→ Problem description
In the forum thread about the segmentation fault, what happens when the program is run under valgrind?
** Start of Passage given **
Segmentation fault when converting char * to char ** - c

I'm trying to split a sentence (char *) to an array of words (char **). The problem is that my function that does just that sometimes doesn't return a valid char **.
char **get_words(char *buffer, char delimiter)
{
char **words = malloc(sizeof(char *) * 4096);
for (int i = 0; i < 4096; i++)
words[i] = malloc(sizeof(char) * 4096);
int word_count = 0;
int l = 0;
for (int i = 0; buffer[i] != '\0' && buffer[i] != '\n'; i++, l++) {
if (buffer[i] == delimiter) {
words[word_count][l] = '\0';
word_count++;
l = -1;
}
else
words[word_count][l] = buffer[i];
}
words[word_count][l] = '\0';
return (words);
}
I first use it like this:
char *buffer = malloc(sizeof(char) * 50);
buffer = "/login test\n";
char **words = get_words(buffer, ' ');
printf("Words[0] = %s", words[0]);
And it works fine.
However when I do it the same way with this:
char **reply = get_words("502 Command doesn't exist.\n", ' ')
I can't even print reply[0][0] (see below) without having a segmentation fault.
Moreover, I tried to debug this using valgrind but when I use it the program doesn't crash and everything works so I can't find what's wrong.
printf("Reply[0][0] = %d\n", reply[0][0]);
printf("Reply[0][0] = %c\n", reply[0][0]);
EDIT:
Here is a reproductible example.
** End of Passage given **
** Start of Listed records **
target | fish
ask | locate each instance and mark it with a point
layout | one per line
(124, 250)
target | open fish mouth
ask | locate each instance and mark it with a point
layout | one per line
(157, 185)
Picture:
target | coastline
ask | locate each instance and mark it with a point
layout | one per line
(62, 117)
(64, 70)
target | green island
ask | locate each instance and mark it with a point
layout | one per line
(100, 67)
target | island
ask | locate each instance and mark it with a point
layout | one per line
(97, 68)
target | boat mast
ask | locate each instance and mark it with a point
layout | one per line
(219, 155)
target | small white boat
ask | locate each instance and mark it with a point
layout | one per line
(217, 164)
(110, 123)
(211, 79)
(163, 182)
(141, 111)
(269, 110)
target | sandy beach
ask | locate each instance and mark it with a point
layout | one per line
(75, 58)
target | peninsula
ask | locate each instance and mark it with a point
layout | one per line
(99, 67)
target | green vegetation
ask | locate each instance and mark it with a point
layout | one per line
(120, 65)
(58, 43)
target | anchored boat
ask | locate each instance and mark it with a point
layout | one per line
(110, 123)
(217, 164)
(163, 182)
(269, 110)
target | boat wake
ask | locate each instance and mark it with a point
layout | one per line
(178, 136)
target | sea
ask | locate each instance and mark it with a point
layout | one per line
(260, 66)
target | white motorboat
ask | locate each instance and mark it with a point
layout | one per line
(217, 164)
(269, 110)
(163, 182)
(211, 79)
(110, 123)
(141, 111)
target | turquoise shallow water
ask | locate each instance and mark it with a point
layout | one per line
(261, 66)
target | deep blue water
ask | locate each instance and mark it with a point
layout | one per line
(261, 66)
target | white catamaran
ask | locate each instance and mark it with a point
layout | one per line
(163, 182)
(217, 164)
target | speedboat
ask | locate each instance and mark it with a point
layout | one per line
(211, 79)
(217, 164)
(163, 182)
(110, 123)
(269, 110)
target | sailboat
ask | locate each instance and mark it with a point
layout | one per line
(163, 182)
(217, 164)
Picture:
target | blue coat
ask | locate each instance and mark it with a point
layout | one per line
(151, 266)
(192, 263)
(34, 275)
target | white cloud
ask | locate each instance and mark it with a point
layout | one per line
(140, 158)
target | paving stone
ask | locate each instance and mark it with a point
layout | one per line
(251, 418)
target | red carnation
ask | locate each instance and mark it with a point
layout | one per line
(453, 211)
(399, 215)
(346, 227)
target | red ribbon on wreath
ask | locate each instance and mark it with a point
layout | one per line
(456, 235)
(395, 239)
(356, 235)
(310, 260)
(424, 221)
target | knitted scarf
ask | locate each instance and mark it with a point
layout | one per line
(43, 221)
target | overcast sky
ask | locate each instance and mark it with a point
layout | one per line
** End of Listed records **
→ Complete response
The program doesn't crash and everything works.